## Instructions for the task
Which lines below contain the word "chocolate"? Copy each of them.

[Dataset entries]
···
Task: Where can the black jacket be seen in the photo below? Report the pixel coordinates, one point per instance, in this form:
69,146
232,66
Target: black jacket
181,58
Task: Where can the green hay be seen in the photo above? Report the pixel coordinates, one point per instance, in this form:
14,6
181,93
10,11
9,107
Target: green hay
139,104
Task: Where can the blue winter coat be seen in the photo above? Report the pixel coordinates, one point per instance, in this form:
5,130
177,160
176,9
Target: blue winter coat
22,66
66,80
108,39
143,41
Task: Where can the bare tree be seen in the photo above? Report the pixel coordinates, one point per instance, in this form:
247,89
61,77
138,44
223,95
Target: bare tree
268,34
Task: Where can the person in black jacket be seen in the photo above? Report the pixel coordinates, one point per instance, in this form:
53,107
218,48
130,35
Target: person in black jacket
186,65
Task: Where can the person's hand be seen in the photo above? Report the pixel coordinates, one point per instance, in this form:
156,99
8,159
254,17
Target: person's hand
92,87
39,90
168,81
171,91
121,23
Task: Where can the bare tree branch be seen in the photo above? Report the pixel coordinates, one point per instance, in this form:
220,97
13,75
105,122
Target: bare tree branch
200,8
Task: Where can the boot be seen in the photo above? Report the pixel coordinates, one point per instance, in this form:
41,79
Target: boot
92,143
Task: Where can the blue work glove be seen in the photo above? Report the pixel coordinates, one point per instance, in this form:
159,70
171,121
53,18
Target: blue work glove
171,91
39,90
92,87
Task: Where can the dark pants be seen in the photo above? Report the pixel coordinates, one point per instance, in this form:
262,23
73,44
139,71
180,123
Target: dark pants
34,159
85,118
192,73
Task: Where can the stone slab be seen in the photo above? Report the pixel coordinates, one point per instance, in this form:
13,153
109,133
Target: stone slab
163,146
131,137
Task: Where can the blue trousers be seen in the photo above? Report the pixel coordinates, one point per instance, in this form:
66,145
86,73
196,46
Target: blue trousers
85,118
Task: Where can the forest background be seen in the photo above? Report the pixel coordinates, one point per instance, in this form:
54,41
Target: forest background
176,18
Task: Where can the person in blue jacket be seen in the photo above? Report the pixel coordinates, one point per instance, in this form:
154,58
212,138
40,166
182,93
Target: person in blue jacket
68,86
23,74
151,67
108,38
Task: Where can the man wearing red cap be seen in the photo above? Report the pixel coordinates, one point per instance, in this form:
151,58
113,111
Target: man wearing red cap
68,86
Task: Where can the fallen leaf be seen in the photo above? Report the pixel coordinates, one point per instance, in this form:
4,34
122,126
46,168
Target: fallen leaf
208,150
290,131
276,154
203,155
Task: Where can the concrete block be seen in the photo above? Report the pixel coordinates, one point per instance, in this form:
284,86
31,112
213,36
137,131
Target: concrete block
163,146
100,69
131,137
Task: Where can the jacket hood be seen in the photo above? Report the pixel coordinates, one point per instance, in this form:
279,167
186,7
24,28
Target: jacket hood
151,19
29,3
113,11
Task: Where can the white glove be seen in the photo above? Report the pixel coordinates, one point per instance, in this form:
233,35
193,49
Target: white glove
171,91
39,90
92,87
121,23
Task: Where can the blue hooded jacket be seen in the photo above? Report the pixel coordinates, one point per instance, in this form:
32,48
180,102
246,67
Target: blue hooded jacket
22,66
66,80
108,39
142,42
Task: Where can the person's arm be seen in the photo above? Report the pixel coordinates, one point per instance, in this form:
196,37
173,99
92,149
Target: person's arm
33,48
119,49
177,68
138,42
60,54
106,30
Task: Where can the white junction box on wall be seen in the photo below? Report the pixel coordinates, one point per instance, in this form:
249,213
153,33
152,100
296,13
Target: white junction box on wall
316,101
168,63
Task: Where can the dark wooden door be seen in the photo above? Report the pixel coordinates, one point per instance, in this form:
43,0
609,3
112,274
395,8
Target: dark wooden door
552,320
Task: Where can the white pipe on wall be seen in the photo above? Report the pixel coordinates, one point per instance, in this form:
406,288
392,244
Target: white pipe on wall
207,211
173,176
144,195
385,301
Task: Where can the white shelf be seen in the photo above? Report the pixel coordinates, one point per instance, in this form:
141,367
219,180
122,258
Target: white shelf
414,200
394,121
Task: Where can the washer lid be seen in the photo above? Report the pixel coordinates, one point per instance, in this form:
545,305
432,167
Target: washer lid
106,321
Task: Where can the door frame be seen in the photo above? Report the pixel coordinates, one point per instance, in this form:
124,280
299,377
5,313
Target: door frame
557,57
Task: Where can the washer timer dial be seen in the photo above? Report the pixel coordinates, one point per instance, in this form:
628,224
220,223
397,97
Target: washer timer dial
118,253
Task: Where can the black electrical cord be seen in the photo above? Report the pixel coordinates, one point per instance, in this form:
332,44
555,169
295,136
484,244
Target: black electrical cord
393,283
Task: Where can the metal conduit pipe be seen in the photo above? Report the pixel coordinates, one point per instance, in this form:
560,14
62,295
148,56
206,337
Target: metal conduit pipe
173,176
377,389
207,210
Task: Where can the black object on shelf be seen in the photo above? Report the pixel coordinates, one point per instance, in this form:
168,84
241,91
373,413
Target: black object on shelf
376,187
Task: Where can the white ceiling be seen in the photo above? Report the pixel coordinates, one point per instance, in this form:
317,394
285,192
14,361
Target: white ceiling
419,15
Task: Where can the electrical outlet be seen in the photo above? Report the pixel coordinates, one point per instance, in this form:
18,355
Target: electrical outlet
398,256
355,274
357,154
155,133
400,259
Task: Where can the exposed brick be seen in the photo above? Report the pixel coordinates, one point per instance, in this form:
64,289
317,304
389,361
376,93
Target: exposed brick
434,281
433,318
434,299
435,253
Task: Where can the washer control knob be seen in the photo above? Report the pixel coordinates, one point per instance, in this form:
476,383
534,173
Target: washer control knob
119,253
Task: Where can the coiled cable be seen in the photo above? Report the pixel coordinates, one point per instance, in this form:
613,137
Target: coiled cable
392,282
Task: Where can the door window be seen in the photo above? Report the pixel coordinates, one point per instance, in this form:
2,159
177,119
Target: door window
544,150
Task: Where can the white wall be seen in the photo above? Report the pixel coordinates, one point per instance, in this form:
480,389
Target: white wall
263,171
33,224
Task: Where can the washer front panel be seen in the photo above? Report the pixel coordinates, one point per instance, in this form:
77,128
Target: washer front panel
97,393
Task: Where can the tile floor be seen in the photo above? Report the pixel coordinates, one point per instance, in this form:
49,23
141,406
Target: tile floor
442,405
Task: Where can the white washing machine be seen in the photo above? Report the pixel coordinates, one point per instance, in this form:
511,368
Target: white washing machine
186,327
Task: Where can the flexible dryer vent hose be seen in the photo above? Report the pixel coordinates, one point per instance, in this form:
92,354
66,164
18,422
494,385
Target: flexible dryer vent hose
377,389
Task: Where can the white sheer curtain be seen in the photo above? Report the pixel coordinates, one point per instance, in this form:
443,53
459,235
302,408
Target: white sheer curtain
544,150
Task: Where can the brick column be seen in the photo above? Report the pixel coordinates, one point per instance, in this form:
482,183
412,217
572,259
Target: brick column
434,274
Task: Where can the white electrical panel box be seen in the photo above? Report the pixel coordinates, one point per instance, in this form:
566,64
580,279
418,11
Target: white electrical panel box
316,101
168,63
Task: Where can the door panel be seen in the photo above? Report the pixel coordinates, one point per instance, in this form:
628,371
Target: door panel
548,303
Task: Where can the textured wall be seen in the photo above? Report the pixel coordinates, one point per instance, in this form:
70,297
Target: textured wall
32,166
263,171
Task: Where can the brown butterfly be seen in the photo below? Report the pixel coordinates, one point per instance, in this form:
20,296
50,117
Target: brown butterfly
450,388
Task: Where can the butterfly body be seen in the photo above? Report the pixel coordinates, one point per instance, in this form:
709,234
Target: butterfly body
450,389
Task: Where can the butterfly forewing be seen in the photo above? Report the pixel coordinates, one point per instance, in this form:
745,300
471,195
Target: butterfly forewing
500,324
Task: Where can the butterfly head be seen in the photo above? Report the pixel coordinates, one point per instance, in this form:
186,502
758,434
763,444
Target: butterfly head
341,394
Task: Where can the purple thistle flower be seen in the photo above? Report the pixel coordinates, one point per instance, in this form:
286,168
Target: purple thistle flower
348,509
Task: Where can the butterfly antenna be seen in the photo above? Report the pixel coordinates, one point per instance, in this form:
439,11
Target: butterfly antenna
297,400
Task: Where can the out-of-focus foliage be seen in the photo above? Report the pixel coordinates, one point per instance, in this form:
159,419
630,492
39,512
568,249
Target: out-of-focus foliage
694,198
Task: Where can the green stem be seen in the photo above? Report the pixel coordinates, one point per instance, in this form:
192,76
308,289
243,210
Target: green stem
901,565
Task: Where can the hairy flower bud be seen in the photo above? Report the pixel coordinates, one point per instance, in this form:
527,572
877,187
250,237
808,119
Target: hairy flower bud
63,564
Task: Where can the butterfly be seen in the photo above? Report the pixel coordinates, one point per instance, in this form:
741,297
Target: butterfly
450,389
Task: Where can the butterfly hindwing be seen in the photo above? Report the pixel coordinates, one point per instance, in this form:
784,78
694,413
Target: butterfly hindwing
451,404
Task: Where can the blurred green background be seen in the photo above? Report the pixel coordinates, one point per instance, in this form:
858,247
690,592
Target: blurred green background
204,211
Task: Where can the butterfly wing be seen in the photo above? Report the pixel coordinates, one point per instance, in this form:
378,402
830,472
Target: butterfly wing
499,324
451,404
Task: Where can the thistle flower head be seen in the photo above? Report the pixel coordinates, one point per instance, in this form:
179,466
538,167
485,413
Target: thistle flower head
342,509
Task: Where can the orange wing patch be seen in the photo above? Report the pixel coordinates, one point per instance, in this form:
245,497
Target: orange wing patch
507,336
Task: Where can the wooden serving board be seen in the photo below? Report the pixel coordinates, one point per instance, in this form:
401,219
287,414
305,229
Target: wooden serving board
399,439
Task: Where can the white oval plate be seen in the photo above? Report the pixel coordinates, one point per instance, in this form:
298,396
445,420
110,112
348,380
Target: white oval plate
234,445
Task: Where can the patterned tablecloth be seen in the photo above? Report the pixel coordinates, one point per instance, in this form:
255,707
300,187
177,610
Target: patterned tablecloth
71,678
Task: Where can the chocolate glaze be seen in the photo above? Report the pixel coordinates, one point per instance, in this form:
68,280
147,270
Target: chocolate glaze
···
## Solution below
Task: Where can the chocolate glaze be seen in the photo above? Report the pixel coordinates, one point per instance, in this form:
Target: chocolate glaze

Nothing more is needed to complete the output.